[What you will do]
Rewrite the stretch of the material from the line containing "Task — for every instance of the red" through the end of the material as a numbered list, leaving out any blank lines.

-- begin Stored records --

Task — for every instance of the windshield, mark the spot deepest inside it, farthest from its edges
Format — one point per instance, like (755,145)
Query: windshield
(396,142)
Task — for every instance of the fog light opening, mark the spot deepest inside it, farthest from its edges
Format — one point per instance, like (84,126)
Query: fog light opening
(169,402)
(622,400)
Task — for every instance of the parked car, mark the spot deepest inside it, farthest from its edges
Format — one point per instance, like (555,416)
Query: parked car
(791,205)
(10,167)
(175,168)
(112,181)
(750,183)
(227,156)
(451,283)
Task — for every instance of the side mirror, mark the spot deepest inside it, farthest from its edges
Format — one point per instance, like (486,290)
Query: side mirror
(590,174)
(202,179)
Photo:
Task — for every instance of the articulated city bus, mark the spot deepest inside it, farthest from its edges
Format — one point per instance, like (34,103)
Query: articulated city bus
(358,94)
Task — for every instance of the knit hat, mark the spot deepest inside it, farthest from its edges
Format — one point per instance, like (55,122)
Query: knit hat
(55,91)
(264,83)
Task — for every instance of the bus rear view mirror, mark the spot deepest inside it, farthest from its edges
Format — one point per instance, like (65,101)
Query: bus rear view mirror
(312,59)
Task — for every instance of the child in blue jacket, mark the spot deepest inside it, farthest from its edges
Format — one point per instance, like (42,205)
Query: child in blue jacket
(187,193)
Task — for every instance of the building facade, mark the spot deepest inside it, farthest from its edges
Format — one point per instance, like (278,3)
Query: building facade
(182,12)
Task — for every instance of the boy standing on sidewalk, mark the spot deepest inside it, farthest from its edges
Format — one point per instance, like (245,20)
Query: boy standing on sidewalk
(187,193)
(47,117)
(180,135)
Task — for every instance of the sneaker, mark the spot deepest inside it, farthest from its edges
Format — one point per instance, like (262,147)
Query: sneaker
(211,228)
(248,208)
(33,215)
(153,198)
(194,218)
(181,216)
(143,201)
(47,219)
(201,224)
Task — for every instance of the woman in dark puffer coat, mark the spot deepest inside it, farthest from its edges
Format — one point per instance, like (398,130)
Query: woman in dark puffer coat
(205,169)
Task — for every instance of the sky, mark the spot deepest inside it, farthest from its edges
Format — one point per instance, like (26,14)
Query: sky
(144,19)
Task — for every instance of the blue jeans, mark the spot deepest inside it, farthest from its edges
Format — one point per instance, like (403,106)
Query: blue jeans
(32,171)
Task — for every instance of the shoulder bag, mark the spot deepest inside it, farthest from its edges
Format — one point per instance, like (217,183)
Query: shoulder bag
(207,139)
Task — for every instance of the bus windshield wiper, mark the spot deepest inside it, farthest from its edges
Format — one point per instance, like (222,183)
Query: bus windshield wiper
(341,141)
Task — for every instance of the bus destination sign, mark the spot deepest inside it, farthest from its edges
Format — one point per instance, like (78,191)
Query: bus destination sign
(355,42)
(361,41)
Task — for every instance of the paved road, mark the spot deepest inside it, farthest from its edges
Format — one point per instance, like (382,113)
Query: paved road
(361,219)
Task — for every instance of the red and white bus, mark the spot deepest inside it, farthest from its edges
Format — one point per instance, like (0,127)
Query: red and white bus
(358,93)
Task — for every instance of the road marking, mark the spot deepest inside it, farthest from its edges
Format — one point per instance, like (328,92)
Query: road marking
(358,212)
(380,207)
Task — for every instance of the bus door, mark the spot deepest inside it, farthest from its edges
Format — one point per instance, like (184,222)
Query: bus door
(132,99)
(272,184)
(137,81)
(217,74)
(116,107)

-- end Stored records --

[Completed task]
1. Task — for every instance of the red and white bus, mark the spot deepest inside it, farthest from its edges
2. Format — one point per instance, like (0,127)
3. Query: red and white bus
4. (358,93)
5. Task — for every instance of the road marking, mark the spot deepest inside it, farthest from its edges
6. Format — one point per instance, like (328,92)
7. Query: road marking
8. (358,212)
9. (380,207)
10. Task — for every instance of the bus door, mark the spot deepest inside it, farthest from its edges
11. Format — one point per instance, like (184,222)
12. Query: bus door
13. (132,99)
14. (272,184)
15. (137,81)
16. (217,74)
17. (116,107)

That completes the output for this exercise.